Only those lines in the data below from the line containing "Draw the outline of every instance of the drawer" through the line containing "Draw the outline of every instance of the wooden", both included, should be restated word for word.

———

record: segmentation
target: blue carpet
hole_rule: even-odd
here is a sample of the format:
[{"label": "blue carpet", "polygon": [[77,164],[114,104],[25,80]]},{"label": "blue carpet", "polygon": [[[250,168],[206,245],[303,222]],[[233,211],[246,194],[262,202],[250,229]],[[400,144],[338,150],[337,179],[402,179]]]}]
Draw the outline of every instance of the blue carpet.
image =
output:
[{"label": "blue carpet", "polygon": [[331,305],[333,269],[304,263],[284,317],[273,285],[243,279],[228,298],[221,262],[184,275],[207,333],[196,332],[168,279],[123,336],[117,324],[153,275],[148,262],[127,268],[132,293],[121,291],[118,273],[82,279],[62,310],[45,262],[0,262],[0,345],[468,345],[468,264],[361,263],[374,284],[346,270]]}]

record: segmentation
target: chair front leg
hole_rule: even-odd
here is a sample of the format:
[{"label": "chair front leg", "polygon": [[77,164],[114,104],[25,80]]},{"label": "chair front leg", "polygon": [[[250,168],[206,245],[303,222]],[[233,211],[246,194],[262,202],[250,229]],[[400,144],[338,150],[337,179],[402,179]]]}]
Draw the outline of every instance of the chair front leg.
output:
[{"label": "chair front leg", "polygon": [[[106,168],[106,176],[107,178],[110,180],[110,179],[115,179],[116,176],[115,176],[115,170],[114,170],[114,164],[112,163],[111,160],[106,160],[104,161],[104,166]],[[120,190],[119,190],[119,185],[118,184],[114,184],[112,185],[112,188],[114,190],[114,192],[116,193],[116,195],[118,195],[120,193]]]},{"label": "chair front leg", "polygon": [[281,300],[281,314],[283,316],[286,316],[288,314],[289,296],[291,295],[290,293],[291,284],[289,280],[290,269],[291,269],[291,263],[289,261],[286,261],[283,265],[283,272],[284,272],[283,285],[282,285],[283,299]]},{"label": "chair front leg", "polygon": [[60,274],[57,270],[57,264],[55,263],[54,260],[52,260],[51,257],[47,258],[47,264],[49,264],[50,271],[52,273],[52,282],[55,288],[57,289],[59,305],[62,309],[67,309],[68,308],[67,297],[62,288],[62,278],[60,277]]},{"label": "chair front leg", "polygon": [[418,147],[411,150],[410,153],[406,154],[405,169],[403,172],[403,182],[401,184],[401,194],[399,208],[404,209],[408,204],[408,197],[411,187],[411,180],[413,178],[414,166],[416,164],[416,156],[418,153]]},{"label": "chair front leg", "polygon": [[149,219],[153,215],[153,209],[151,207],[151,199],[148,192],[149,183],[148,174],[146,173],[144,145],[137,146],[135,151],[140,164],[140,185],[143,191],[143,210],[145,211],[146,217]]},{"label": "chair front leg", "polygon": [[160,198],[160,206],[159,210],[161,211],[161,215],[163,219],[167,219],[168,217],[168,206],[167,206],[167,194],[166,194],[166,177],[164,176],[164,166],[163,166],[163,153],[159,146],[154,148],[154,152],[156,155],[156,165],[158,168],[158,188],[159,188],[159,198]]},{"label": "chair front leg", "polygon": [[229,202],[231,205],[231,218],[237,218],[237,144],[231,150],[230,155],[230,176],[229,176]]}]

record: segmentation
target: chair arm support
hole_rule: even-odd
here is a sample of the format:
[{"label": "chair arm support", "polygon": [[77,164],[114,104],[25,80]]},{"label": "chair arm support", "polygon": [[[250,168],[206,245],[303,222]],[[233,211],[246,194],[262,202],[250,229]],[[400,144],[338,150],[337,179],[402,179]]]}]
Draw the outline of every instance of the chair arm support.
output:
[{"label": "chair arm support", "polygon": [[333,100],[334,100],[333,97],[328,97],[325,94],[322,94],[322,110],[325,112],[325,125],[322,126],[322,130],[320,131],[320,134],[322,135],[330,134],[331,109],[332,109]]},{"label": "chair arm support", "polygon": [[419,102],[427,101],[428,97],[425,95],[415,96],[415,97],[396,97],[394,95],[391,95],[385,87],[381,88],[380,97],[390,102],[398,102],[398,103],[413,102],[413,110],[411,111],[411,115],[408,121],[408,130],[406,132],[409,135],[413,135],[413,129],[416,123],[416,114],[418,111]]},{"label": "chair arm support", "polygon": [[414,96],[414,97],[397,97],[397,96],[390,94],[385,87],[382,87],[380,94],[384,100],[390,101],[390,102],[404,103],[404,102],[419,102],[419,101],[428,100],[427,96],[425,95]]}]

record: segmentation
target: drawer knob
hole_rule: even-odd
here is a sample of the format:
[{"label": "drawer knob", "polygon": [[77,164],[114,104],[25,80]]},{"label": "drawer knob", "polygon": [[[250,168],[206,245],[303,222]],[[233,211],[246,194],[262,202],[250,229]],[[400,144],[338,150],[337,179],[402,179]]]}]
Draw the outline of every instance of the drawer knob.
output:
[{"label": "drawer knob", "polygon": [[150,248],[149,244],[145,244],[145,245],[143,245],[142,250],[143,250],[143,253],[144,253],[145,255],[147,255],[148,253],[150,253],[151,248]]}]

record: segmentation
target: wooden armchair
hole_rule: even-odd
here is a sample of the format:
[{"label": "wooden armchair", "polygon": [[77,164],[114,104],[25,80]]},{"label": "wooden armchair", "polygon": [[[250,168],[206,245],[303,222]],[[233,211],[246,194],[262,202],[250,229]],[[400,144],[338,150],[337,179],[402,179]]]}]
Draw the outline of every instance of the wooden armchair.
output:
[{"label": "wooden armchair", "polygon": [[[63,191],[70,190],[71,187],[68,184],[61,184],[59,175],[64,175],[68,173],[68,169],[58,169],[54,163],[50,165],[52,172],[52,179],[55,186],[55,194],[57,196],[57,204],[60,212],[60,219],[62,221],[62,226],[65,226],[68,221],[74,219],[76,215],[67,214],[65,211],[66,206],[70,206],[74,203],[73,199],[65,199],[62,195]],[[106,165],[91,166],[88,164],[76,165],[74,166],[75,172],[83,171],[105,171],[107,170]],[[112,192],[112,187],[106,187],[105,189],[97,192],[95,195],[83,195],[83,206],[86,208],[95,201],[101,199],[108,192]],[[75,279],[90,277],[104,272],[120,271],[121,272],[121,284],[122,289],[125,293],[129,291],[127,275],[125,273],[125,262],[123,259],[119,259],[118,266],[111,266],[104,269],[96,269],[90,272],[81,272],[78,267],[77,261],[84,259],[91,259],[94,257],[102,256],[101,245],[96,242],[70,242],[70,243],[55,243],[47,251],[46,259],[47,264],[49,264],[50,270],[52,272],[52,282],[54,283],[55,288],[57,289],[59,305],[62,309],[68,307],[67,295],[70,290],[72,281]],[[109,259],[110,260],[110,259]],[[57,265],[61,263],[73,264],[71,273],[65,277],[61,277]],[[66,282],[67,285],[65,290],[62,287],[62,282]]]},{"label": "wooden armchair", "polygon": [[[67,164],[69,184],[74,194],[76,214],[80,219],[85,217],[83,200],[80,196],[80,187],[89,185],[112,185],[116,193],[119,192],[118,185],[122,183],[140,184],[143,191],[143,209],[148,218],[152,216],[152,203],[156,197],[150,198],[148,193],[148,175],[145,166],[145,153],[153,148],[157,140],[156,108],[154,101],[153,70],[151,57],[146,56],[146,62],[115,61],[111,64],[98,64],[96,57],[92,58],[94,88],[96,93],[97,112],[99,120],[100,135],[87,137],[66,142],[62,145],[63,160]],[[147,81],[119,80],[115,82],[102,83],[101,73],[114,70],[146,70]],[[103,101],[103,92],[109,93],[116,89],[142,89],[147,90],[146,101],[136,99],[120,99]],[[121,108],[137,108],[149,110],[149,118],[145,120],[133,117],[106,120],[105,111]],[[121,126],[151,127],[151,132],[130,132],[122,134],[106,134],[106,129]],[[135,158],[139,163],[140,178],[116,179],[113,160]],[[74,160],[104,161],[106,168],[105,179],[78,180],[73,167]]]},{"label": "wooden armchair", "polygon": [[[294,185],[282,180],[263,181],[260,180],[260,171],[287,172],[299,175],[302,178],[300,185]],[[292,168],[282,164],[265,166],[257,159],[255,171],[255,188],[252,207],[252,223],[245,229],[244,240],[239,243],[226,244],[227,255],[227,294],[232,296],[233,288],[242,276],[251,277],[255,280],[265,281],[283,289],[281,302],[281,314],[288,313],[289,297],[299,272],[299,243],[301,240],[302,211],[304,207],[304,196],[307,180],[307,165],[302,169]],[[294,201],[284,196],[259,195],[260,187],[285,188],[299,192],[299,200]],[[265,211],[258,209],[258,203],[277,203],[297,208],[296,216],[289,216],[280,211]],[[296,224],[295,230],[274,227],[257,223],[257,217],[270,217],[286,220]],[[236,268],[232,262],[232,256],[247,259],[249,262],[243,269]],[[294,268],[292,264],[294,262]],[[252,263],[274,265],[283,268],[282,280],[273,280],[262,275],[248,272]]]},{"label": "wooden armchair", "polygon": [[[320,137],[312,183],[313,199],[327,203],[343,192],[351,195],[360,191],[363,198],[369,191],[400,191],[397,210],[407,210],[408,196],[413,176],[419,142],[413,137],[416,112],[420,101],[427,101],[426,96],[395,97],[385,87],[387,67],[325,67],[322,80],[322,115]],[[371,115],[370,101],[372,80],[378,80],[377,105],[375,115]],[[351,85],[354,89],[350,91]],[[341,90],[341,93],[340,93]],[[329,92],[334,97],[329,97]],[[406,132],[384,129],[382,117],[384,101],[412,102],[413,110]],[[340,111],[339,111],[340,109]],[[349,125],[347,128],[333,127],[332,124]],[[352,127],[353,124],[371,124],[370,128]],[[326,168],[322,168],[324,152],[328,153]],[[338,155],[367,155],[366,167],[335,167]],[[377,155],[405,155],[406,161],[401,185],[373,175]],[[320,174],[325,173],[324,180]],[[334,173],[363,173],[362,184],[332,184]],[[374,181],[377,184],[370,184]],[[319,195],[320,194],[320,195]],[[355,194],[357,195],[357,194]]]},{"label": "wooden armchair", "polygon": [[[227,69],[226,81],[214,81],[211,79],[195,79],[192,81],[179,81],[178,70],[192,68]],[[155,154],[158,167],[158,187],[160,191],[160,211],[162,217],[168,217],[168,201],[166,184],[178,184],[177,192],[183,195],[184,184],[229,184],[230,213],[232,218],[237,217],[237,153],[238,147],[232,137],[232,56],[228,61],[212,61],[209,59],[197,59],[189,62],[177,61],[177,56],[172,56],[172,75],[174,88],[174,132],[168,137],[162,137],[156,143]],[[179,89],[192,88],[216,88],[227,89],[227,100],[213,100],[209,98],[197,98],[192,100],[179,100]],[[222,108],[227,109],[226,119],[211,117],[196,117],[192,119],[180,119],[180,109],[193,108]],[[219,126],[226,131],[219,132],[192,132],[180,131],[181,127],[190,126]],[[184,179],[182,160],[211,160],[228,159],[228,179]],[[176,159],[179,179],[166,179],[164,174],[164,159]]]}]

———

ANSWER BELOW ->
Draw the outline of every instance of the drawer knob.
output:
[{"label": "drawer knob", "polygon": [[150,248],[149,244],[145,244],[145,245],[143,245],[142,250],[143,250],[143,253],[144,253],[145,255],[147,255],[148,253],[150,253],[151,248]]}]

record: segmentation
target: wooden armchair
hole_rule: even-odd
here is a sample of the format:
[{"label": "wooden armchair", "polygon": [[77,164],[114,104],[25,80]]},{"label": "wooden armchair", "polygon": [[[250,168],[206,245],[303,222]],[[233,211],[246,194],[262,202],[250,229]],[[400,144],[338,150],[337,179],[402,179]]]}]
Draw the outline of every instance of the wooden armchair.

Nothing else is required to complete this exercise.